• **TRAVAIL DEMANDÉ**
1. Recopiez le passage du texte sur la justice depuis « 876. En dehors » jusqu'à « voudriez pour vous-même. » inclus, en remplaçant « loi naturelle » par « loi divine ».
2. D'après le texte sur la justice, en quoi consiste la justice ?
3. Écrivez la suite du texte sur la justice et les droits naturels, à partir de sa dernière phrase.

• **TEXTE À LIRE**

——

Justice et droits naturels
873. Le sentiment de la justice est-il dans la nature, ou le résultat d'idées acquises ?
« Il est tellement dans la nature que vous vous révoltez à la pensée
d'une injustice. Le progrès moral développe sans doute ce sentiment,
mais il ne le donne pas : Dieu l'a mis dans le coeur de l'homme ; voilà
pourquoi vous trouvez souvent chez des hommes simples et primitifs des
notions plus exactes de la justice que chez ceux qui ont beaucoup de
savoir. »
874. Si la
justice est une loi de nature, comment se fait-il que les hommes
l'entendent d'une manière si différente, et que l'un trouve juste ce qui
paraît injuste à l'autre ?
« C'est qu'il s'y mêle
souvent des passions qui altèrent ce sentiment, comme la plupart des
autres sentiments naturels, et font voir les choses sous un faux point
de vue. »
875. Comment peut-on définir la justice ?
« La justice consiste dans le respect des droits de chacun. »
- Qu'est-ce qui détermine ces droits ?
«
Ils le sont par deux choses : la loi humaine et la loi naturelle. Les
hommes ayant fait des lois appropriées à leurs moeurs et à leur
caractère, ces lois ont établi des droits qui ont pu varier avec le
progrès des lumières. Voyez si vos lois d'aujourd'hui, sans être
parfaites, consacrent les mêmes droits qu'au moyen âge ; ces droits
surannés, qui vous paraissent monstrueux, semblaient justes et naturels à
cette époque. Le droit établi par les hommes n'est donc pas toujours
conforme à la justice ; il ne règle d'ailleurs que certains rapports
sociaux, tandis que, dans la vie privée, il est une foule d'actes qui
sont uniquement du ressort du tribunal de la conscience. »
876. En dehors du droit consacré par la loi humaine, quelle est la base de la justice fondée sur la loi naturelle ?
« Le Christ vous l'a dit : Vouloir pour les autres ce que vous voudriez pour vous-même.
Dieu a mis dans le coeur de l'homme la règle de toute véritable
justice, par le désir de chacun de voir respecter ses droits. Dans
l'incertitude de ce qu'il doit faire à l'égard de son semblable dans une
circonstance donnée, que l'homme se demande comment il voudrait qu'on
en usât envers lui en pareille circonstance : Dieu ne pouvait lui donner
un guide plus sûr que sa propre conscience. »
Le
critérium de la véritable justice est, en effet, de vouloir pour les
autres ce qu'on voudrait pour soi-même, et non de vouloir pour soi ce
qu'on voudrait pour les autres, ce qui n'est pas du tout la même chose.
Comme il n'est pas naturel de se vouloir du mal, en prenant son désir
personnel pour type ou point de départ, on est certain de ne jamais
vouloir que du bien pour son prochain. De tout temps, et dans toutes les
croyances, l'homme a toujours cherché à faire prévaloir son droit
personnel ; le sublime de la religion chrétienne a été de prendre le droit personnel pour base du droit du prochain.

——

• **INFORMATIONS FOURNIES**
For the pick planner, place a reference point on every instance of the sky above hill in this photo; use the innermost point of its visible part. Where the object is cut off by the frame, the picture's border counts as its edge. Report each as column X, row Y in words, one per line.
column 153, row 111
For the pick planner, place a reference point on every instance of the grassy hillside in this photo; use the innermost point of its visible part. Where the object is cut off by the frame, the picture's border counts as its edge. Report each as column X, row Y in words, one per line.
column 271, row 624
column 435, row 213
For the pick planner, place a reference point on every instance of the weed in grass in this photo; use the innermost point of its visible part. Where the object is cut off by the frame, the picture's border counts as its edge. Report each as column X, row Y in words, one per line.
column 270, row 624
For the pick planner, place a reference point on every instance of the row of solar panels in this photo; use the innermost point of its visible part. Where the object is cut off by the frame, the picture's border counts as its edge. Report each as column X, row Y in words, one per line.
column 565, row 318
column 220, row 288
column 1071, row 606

——

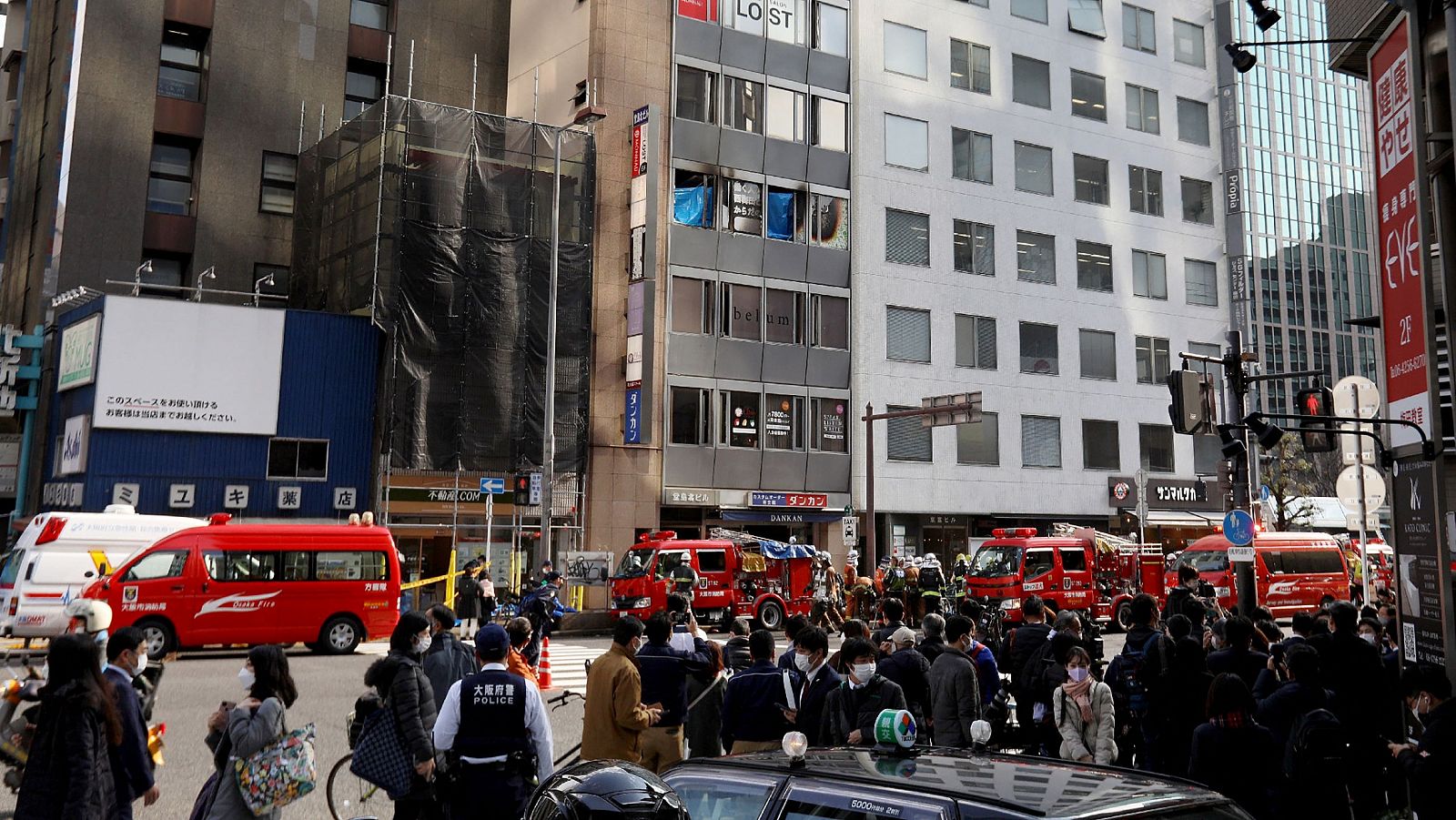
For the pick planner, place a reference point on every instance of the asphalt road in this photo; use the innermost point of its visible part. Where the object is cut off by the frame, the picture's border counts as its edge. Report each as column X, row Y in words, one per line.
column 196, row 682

——

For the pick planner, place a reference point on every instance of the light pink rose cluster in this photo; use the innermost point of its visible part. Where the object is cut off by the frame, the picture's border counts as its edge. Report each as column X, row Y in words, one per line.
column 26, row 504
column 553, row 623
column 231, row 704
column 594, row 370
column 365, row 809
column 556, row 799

——

• **RÉPONSES PAR CONSIGNE**
1.
876. En dehors du droit consacré par la loi humaine, quelle est la base de la justice fondée sur la loi divine ?
« Le Christ vous l'a dit : Vouloir pour les autres ce que vous voudriez pour vous-même.

2. Dans le respect des droits de chacun.

3.
877. La nécessité pour l'homme de vivre en société entraîne-t-elle pour lui des obligations particulières ?
« Oui, et la première de toutes est de respecter les droits de ses
semblables ; celui qui respectera ces droits sera toujours juste. Dans
votre monde où tant d'hommes ne pratiquent pas la loi de justice, chacun
use de représailles, et c'est là ce qui fait le trouble et la confusion
de votre société. La vie sociale donne des droits et impose des devoirs
réciproques. »
878. L'homme pouvant se faire illusion sur l'étendue de son droit, qu'est-ce qui peut lui en faire connaître la limite ?
« La limite du droit qu'il reconnaît à son semblable envers lui dans la même circonstance et réciproquement. »
- Mais si chacun s'attribue les droits de son semblable, que devient
la subordination envers les supérieurs ? N'est-ce pas l'anarchie de tous
les pouvoirs ?
« Les droits naturels sont les mêmes pour tous
les hommes depuis le plus petit jusqu'au plus grand ; Dieu n'a pas fait
les uns d'un limon plus pur que les autres, et tous sont égaux devant
lui. Ces droits sont éternels ; ceux que l'homme a établis périssent
avec ses institutions. Du reste, chacun sent bien sa force ou sa
faiblesse, et saura toujours avoir une sorte de déférence pour celui qui
le méritera par sa vertu et sa sagesse. C'est important de mettre cela,
afin que ceux qui se croient supérieurs connaissent leurs devoirs pour
mériter ces déférences. La subordination ne sera point compromise, quand
l'autorité sera donnée à la sagesse. »
879. Quel serait le caractère de l'homme qui pratiquerait la justice dans toute sa pureté ?
« Le vrai juste, à l'exemple de Jésus ; car il pratiquerait aussi
l'amour du prochain et la charité, sans lesquels il n'y a pas de
véritable justice. »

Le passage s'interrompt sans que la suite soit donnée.